EXCERPTED TEXT:
────────────────
Snap to all of that. I’ve tried mixed nuts and also fruit & nuts and don’t really like either.

I was very good last year but weakened over Christmas and haven’t totally clambered back on to the waggon. I’ve given up crisps and potato based snacks all together - I’ve not eaten a single crisp since being in hospital a year ago. It’s only this last couple of weeks that I started on salted peanuts but need to stop. The only way for me to stop snacking is simply not to have any in the house. I’ve stopped buying crackers. I clearly need to call on my willpower again.


----------



## danielmg (Feb 23, 2021)

I enjoy having a portion of mixed nuts (i.e. cashews, almonds, pecans, walnuts) with some low carb flavoured yoghurt. A lot of variety as I can change the types of nuts or yoghurt depending on preferences.

My favourite nuts at the moment however are Macadamias. Very nice texture, although can be quite expensive so I only have them occasionally as a treat.


----------



## Annette&Bertie (Feb 23, 2021)

HenryBennett said:


> Snap to all of that. I’ve tried mixed nuts and also fruit & nuts and don’t really like either.
> 
> I was very good last year but weakened over Christmas and haven’t totally clambered back on to the waggon. I’ve given up crisps and potato based snacks all together - I’ve not eaten a single crisp since being in hospital a year ago. It’s only this last couple of weeks that I started on salted peanuts but need to stop. The only way for me to stop snacking is simply not to have any in the house. I’ve stopped buying crackers. I clearly need to call on my willpower again.


I couldn’t live without crackers, my favourites are Ryvita and Crackerbread.   I think many diabetics find Christmas difficult.  I kniw I ate a whole lot of things I shouldn’t.    But, the thing that has bothered me most has been the lockdown.


----------



## Bloden (Feb 23, 2021)

My fav nuts are M&S almonds - nice n crunchy (not like Tesco’s which are a bit rubbery). All other nuts, nut butters and seeds are    by me. In fact, him indoors came up with a lower-carb version of tabbouleh by using crushed toasted hazelnuts instead of cracked wheat, yum!


----------



## HenryBennett (Feb 23, 2021)

Bloden said:


> lower-carb version of tabbouleh by using crushed toasted hazelnuts instead of cracked wheat, yum


Sounds nice.


----------



## HenryBennett (Feb 23, 2021)

Annette&Bertie said:


> I couldn’t live without crackers, my favourites are Ryvita and Crackerbread.   I think many diabetics find Christmas difficult.  I kniw I ate a whole lot of things I shouldn’t.    But, the thing that has bothered me most has been the lockdown.


I liked Ryvita for a short time only. 
The first lockdown was bearable but each thereafter has been increasingly difficult and this latest one is just horrible. 
These lockdowns remind me of a stock take I had to do many, many years ago in Bristol on New Year’s Day. It was a frozen food storage facility with a temperature of minus 30°C.
We were provided with all the necessary clothing including special boots and gloves. Working in -30° seemed okay but after about 40 minutes we had to come out to get warm, then back in again. Second time in we could only take it for 20-25 minutes before coming and the third time it was 10 minutes and thereafter we didn’t have the fortitude to go in at all.
────────────────
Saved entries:
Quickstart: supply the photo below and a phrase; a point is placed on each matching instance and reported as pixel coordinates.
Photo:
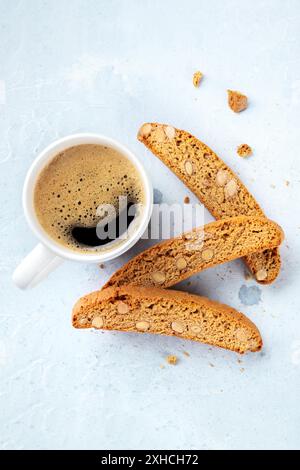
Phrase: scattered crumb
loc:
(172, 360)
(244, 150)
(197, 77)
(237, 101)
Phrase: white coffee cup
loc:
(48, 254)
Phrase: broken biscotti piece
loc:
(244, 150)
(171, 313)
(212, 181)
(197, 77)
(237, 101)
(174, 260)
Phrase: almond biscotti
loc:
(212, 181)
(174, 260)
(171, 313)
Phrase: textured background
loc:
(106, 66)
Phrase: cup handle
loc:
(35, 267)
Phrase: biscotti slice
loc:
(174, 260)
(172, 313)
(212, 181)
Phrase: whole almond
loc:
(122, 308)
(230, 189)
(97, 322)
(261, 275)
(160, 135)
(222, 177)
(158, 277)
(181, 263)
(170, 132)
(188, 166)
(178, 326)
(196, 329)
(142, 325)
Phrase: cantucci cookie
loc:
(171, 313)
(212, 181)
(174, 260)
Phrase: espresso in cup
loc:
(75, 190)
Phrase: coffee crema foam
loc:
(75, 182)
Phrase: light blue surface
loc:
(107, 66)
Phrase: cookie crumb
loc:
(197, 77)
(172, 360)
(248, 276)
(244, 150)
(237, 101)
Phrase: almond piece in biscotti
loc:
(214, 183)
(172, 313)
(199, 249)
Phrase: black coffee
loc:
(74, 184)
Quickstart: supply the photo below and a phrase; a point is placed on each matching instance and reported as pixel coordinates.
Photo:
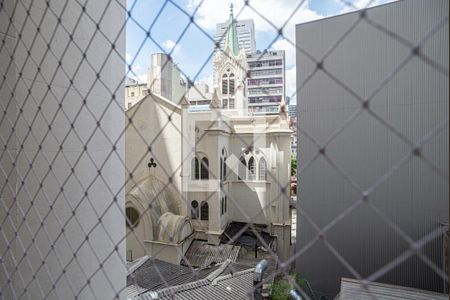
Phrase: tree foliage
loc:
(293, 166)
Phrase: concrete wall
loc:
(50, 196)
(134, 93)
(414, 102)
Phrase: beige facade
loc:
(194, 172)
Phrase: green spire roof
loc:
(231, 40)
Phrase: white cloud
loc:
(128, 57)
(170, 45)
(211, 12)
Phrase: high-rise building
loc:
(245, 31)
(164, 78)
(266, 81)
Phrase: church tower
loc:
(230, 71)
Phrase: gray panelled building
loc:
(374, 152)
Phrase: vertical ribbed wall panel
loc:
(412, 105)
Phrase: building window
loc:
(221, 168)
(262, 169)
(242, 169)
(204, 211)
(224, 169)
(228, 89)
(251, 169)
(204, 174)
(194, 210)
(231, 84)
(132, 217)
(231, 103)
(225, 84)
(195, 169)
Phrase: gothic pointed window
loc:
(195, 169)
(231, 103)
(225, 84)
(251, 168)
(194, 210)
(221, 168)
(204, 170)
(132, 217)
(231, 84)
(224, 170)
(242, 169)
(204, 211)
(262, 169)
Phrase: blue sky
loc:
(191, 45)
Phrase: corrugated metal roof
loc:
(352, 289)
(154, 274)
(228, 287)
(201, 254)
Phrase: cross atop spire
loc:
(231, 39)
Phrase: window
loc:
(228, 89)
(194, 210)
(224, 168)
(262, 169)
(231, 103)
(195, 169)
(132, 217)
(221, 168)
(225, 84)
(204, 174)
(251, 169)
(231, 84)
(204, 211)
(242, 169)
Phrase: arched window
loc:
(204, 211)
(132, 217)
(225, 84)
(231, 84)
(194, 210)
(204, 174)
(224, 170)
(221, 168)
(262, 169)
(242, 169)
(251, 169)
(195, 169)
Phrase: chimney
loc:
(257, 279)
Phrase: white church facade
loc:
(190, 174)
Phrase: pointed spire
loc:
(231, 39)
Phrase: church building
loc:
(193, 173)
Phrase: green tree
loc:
────────────────
THINGS TO DO:
1) In the forum thread about nut snacks, rewrite the paragraph beginning "I enjoy having a portion of mixed nuts" as a short bulleted list that keeps its main facts.
2) Supply the next part of the forum thread about nut snacks, picking up after its final sentence.
These entries are separate from the forum thread above and are not part of it.

YOUR WRITTEN ANSWERS:
1)
- Eats a portion of mixed nuts (cashews, almonds, pecans, walnuts) with low carb flavored yogurt
- Gets plenty of variety by switching the types of nuts or yogurt to suit preference

2)
This is how I’ve felt with the lockdown, and I certainly hope we don’t have a fourth one!


----------



## Leadinglights (Feb 23, 2021)

I think that is what a lot of people thought, Oh not again. I'm afraid too many people didn't take it seriously enough and flouted the rules or others who were put in difficult situations making it hard to keep to the rules with physical limitations on space to allow social distancing and wearing a mask if you wear glasses is a nightmare as they steam up no matter what you do. No chance of reading the carbs on the back of a food packet.
Incidentally you might like Ryvita thins rather than standard Ryvita.


----------



## HenryBennett (Feb 23, 2021)

Leadinglights said:


> you might like Ryvita thins rather than standard Ryvita


I liked the protein Ryvitas for a few weeks, but the same old problem set in, in that they are just so dry. Even with hummus.
I have a friend who was complaining about youngsters milling around outside McDonalds. She said that the police should disperse them with riot shields and rubber bullets. I thought she was joking but, no, she was serious


----------



## Leadinglights (Feb 23, 2021)

HenryBennett said:


> I liked the protein Ryvitas for a few weeks, but the same old problem set in, in that they are just so dry. Even with hummus.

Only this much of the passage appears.